__GIVEN REQUEST 1__
Answer these questions using the Hellboy 2 review. Mark each answer with its letter.
(a) What rating does IndieLondon give the film?
(b) Which actor plays the vengeful elf prince Nuada?
(c) Which organization does Johann Kraus take over as the new boss?
__GIVEN REQUEST 2__
List every film character in the Hellboy 2 review whose actor is named in parentheses right after the character, and pair each with that actor.
__GIVEN REQUEST 3__
Extend the Hellboy 2 review, picking up after its last sentence and keeping its tone.

__TEXT TO READ__

Hellboy 2: The Golden Army

Review by Jack Foley

IndieLondon Rating: 4 out of 5

DVD SPECIAL FEATURES: Feature Commentary with Guillermo Del Toro; Feature Commentary with cats members Jeffrey Tambor, Selma Blair and Luke Goss; Set Visits; Troll Market tour with Guillermo Del Toro; Ainco Epilogue Animated Comic; Deleted Scenes with optional commentary; Documentary – Hellboy: In Service Of The Demon; Production Workshop; Pre-Production Vault; Director’s Notebook; Gallery.

THE critical acclaim and adulation surrounding Guillermo del Toro’s Pan’s Labyrinth should be enough to ensure that Hellboy 2: The Golden Army attracts an impressive legion of followers.

In many ways, this is the more crowd-pleasing experience, adhering as it does to certain blockbuster/comic book requirements. It’s not as good as Pan’s Labyrinth but it does provide a suitably jaw-dropping showcase for the director’s overflowing imagination.

The film picks up some time after the events of the original Hellboy outing, as our eponymous hero, or Big Red (Ron Perlman), is struggling to keep his existence a secret and maintain a loving relationship with his pyrokinetic girlfriend Liz (Selma Blair).

Matters become even more complicated, however, when a new boss, in the form of German mystic Johann Kraus (Family Guy’s Seth McFarlane), takes over at the Bureau of Paranormal Research and Defence, and a vengeful elf prince named Nuada (Luke Goss) decides to declare war on humanity by attempting to revive the fearful Golden Army.

For all its flaws, Hellboy 2 is so rich in detail that you’ll probably need at least two or three visits to properly take in all that del Toro is throwing at you. It’s a beautiful assault on the senses that engages the brain as well as tickling the funny bone.

Whereas the original had been criticised for placing too much emphasis on the villains, this one divides its time more evenly between friends and foe, ensuring that it has heart and soul to match the showy pyrotechnics.

Hence, Hellboy and his companions never get overshadowed by the set pieces or special effects – even though several of the sequences are dazzling.

Perlman is perfectly cast as Big Red – laidback, nonchalant and virtually indestructible but with a heart of gold. There are several moments that give him real humanity, such as a domestic dispute between himself and Liz (brilliantly played by Blair) or a drunken sing-along of love songs with best friend and crime-fighting companion Abe Sapien (Doug Jones).

__GIVEN DATA__

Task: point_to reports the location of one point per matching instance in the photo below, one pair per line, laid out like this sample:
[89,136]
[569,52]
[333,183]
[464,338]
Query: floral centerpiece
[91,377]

__EXERCISE RESULT 1__
(a) 4 out of 5
(b) Luke Goss
(c) The Bureau of Paranormal Research and Defence

__EXERCISE RESULT 2__
Big Red (Hellboy): Ron Perlman
Liz: Selma Blair
Johann Kraus: Seth McFarlane
Nuada: Luke Goss
Abe Sapien: Doug Jones

__EXERCISE RESULT 3__
Such insights only benefit the experience as a whole, especially once Goss’ [albeit one-dimensional] villain attempts to turn the screw by suggesting that Hellboy will always be an outcast to the humans, especially when they no longer need him. It’s a similay dynamic to the one employed in The Dark Knight – although it lacks the same kind of villainous presence as Nolan’s even darker masterpiece.

Still, del Toro seems more keen to have fun than go too deep, neatly balancing the emotional involvement with some exciting set pieces and some truly wondrous creations – now that he’s finally got a budget capable of coping with his imagination, he’s not going to waste the opportunity!

A particularly vicious set of rampaging tooth fairies serve as a nice, suitably skin-crawling starter, before the director serves up a main course of forest elementals, clockwork robots and an angel of death. An extended sequence inside a Troll Market offers the best collection of freaks since the original Star Wars bar-room scene.

Hellboy 2 does threaten to run out of steam a little before its big finish but even then keeps viewers engaged with its lavish visuals and Perlman’s laidback charm.

So, while it can’t quite match the head-spinning heights of the aforementioned Dark Knight, it’s another excellent addition to the comic book genre that manages to combine breathtaking spectacle with heart and ingenuity.

For del Toro it’s another sizeable triumph to add to an already impressive CV that leaves you keenly anticipating what he’ll do with The Hobbit movies.